→ **What you are asked to do**
Copy out, word for word, everything from the line containing "Indicate every instance of the pink shirt" down to the end of the items below, including both of those ends.

# start of Data to use

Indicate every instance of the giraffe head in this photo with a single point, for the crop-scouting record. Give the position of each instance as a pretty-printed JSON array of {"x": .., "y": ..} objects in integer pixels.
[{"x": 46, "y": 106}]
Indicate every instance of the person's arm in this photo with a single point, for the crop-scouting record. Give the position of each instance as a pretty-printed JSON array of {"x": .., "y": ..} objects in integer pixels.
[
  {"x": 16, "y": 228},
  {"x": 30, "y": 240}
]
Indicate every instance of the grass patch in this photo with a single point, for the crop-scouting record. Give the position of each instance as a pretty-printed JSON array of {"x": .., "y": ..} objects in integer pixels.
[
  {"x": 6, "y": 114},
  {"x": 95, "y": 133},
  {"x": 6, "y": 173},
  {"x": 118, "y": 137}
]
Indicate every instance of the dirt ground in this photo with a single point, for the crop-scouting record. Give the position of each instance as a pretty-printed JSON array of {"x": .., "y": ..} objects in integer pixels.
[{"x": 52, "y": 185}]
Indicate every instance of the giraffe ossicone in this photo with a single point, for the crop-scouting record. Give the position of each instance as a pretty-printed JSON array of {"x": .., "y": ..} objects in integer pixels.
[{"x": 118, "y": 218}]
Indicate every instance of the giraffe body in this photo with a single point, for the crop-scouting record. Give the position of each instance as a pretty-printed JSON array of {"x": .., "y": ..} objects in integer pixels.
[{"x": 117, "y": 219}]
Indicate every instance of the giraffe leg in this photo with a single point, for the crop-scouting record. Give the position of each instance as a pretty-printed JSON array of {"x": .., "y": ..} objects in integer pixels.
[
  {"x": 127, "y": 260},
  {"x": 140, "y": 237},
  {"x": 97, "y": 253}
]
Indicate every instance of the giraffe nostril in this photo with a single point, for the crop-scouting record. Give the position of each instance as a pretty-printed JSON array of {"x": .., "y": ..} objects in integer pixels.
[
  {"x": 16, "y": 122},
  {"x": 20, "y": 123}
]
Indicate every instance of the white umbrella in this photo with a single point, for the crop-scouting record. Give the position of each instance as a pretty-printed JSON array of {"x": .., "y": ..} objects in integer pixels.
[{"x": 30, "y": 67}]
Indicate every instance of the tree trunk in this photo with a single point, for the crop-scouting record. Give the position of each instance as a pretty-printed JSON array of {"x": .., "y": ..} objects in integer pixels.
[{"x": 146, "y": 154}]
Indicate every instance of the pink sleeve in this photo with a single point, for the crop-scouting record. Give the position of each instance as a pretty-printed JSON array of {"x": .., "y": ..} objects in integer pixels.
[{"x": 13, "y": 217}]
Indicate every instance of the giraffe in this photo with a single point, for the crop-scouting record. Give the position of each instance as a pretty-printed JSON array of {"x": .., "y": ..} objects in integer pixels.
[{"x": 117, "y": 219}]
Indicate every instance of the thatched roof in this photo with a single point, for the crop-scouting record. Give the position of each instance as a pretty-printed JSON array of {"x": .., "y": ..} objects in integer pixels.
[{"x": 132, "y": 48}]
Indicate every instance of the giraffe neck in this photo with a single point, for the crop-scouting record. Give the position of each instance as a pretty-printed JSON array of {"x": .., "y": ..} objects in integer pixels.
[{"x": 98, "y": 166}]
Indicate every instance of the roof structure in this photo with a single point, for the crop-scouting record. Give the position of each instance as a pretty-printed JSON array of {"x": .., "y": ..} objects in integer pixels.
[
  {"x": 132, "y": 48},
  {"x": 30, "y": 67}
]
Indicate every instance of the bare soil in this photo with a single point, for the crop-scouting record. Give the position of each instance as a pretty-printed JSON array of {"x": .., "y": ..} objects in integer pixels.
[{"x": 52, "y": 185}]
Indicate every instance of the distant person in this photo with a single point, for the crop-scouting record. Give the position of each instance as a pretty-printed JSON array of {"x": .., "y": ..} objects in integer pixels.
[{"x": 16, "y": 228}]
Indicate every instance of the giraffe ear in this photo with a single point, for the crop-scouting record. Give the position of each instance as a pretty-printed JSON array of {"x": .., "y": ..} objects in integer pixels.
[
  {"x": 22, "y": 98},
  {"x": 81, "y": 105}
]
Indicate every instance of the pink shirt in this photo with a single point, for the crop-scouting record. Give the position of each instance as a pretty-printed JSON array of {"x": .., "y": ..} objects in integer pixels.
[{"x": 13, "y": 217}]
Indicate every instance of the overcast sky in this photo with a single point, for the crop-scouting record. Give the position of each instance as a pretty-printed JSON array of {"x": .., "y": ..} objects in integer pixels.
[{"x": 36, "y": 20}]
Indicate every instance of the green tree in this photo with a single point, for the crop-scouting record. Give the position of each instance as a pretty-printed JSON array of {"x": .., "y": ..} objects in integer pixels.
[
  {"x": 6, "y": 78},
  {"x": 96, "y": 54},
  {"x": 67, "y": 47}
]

# end of Data to use

→ **Correct result**
Indicate every instance of the pink shirt in this photo with a single point, for the crop-scouting record. Give the position of each instance as a pretty-printed JSON array of {"x": .., "y": ..} objects in integer pixels.
[{"x": 13, "y": 217}]
Indicate every instance of the overcast sky in this photo with a single point, for the crop-scouting record. Give the position of each instance as a pretty-printed JSON array of {"x": .., "y": ..} objects in integer pixels.
[{"x": 36, "y": 20}]
Indicate every instance of the green tree in this photo with a single point, for the crop-scouting record. Give the position of each instance as a pretty-printed JSON array of {"x": .., "y": ..} objects in integer pixels.
[
  {"x": 6, "y": 78},
  {"x": 96, "y": 54},
  {"x": 67, "y": 47}
]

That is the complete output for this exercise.